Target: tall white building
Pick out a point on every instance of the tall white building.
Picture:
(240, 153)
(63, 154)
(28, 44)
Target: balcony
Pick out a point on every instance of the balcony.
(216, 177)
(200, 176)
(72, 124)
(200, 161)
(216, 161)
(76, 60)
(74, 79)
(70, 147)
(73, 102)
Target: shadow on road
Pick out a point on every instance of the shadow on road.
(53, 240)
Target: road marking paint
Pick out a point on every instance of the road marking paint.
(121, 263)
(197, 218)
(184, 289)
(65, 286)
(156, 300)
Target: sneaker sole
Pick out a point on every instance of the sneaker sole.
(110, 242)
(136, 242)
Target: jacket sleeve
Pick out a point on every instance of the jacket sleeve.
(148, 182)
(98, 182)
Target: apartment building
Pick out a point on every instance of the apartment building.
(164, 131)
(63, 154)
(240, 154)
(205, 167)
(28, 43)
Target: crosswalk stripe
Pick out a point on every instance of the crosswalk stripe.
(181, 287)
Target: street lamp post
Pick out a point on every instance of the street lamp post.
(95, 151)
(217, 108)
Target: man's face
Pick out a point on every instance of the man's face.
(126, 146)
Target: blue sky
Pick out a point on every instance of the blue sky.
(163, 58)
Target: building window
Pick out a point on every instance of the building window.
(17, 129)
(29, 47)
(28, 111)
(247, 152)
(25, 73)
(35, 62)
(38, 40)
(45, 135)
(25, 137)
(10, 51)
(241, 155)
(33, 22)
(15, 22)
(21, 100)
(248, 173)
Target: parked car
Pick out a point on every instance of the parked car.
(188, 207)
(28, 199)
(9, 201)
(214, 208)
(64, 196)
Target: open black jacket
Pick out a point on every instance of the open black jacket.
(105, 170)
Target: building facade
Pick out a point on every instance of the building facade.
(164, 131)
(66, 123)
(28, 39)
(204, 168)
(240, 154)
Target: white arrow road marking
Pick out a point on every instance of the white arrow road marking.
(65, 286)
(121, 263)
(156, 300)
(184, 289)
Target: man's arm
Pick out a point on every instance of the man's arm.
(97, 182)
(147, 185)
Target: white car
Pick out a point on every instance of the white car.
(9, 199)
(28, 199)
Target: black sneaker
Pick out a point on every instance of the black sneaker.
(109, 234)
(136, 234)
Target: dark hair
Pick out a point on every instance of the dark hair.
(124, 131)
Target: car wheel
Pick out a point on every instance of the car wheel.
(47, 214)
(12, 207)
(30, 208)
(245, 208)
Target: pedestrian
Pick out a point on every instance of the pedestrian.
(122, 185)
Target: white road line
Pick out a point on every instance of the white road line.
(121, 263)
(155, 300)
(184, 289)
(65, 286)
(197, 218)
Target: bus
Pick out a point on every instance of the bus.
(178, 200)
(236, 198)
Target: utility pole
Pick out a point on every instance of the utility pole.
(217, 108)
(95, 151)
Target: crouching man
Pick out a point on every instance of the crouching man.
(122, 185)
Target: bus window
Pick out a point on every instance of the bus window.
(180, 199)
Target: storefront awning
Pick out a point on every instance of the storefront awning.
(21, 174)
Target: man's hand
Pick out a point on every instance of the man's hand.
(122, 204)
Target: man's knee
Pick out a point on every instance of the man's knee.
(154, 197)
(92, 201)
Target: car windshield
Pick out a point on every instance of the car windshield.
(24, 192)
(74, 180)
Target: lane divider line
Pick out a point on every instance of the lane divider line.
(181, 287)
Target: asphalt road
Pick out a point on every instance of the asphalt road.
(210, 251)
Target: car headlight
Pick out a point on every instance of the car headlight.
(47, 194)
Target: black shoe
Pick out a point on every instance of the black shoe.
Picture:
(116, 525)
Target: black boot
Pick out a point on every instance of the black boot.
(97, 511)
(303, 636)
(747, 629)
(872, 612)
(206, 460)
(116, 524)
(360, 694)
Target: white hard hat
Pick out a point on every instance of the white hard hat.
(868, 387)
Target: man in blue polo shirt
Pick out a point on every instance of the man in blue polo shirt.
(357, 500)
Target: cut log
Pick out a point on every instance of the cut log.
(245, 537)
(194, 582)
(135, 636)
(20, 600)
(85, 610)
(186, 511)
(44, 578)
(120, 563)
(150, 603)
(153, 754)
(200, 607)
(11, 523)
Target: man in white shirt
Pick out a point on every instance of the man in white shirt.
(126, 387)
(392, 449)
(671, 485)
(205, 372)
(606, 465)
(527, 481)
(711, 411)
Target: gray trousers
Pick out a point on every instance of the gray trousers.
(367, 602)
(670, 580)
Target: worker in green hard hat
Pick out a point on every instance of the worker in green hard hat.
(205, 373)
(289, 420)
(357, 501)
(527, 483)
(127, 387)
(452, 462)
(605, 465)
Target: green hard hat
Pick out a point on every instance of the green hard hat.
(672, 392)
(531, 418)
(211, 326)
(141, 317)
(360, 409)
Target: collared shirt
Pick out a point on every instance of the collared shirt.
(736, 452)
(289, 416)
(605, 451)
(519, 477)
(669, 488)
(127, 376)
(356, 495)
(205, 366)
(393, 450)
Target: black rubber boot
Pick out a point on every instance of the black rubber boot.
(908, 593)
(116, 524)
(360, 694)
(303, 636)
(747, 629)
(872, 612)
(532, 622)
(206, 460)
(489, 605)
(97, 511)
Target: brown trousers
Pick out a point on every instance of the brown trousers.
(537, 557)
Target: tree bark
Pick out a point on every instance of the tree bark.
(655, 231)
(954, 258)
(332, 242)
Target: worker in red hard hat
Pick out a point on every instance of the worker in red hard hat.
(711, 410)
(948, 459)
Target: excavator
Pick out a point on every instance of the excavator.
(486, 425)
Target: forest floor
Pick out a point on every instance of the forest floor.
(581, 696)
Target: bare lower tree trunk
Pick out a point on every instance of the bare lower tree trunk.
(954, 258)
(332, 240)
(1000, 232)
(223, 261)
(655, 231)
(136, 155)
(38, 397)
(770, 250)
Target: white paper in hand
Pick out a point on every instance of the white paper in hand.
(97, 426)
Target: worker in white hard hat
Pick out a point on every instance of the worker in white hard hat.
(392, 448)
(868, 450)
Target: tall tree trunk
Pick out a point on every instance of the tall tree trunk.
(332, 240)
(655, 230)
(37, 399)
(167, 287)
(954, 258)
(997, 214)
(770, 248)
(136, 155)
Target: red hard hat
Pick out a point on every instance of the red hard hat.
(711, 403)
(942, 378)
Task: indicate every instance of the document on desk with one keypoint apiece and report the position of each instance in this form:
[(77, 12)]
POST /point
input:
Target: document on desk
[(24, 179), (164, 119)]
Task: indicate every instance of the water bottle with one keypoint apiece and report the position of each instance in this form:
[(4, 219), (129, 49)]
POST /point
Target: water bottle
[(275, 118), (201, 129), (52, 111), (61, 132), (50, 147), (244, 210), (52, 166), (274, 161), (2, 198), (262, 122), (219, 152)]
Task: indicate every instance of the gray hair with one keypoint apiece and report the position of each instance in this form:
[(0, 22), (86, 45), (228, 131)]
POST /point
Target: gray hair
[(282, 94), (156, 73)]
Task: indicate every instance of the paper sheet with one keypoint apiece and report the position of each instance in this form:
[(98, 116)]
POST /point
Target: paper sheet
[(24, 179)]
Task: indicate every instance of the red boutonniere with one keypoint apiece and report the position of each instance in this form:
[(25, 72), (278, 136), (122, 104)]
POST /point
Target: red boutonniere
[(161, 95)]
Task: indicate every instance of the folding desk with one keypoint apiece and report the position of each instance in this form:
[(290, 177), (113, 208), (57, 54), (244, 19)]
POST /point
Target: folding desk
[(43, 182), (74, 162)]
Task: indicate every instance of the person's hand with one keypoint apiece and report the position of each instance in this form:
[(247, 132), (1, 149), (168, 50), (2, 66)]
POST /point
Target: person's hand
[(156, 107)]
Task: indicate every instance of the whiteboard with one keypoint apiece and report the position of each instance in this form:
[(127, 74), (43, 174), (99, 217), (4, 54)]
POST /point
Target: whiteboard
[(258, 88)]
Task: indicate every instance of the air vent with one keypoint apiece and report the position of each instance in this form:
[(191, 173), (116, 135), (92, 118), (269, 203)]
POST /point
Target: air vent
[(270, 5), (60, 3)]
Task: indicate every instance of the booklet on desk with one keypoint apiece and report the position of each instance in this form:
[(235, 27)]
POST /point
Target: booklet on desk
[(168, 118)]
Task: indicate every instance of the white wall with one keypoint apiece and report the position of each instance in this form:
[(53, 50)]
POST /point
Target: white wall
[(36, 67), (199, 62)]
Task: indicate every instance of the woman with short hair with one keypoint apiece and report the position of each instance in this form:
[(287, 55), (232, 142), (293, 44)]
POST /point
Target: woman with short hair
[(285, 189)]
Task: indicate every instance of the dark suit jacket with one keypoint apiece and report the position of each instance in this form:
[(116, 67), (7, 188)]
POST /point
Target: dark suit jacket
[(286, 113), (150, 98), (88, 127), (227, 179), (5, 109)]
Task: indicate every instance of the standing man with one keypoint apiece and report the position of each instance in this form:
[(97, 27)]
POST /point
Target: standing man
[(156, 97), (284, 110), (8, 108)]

☆ ☆ ☆ ☆

*What you are asked to do*.
Please retype exactly the line containing "Target: red boutonniere" and each line after it to the end of the records, and nothing more.

*Finished task*.
Target: red boutonniere
[(161, 95)]
Task: indicate every instance of the folding desk with one keypoint apiece and report the position of each instance in this form:
[(290, 177), (113, 208), (57, 54), (244, 19)]
POST /point
Target: folding desk
[(43, 182), (74, 162)]
Task: indicate every instance of the person's hand with one keypoint apiece and report the position of each instance in this form:
[(247, 132), (1, 149), (168, 50), (2, 66)]
POST /point
Target: person's hand
[(156, 107)]
Task: indicate every instance of the whiteboard with one keypoint apiece and report the position of each instance in this form:
[(127, 74), (43, 174), (99, 217), (4, 54)]
POST /point
Target: whiteboard
[(258, 88)]
Task: indicate every instance of the air vent with one keypoint apiece and report the position of each instance in this form:
[(191, 173), (116, 135), (92, 118), (269, 203)]
POST /point
Target: air vent
[(270, 5), (60, 3)]
Task: indicate every instance of the booklet on desk with one keypoint apiece and report the position of each instance in this form:
[(235, 27)]
POST /point
Target: booklet on desk
[(168, 118)]
Task: indicate every instance of the white wall with one keypoint apiece and report the position of each instance in this form:
[(53, 50)]
POST /point
Target: white wall
[(36, 67), (199, 62)]
Task: indicate every instance of the woman with short hair with one keypoint apiece and report the position of each instance in this form:
[(287, 55), (232, 142), (293, 44)]
POST /point
Target: woman with short hair
[(285, 189)]
Task: indicate every instance of the dark suit jacket with one keypoint apiece and report the position of each instance in this form:
[(116, 67), (7, 188)]
POST /point
Target: dark suit jacket
[(286, 113), (150, 98), (88, 127), (227, 179), (5, 109)]
Task: indicate every instance of the standing man with one keypoint apiece and report the position of each instance in this form:
[(97, 27)]
POST /point
Target: standing man
[(156, 97), (284, 110), (8, 108)]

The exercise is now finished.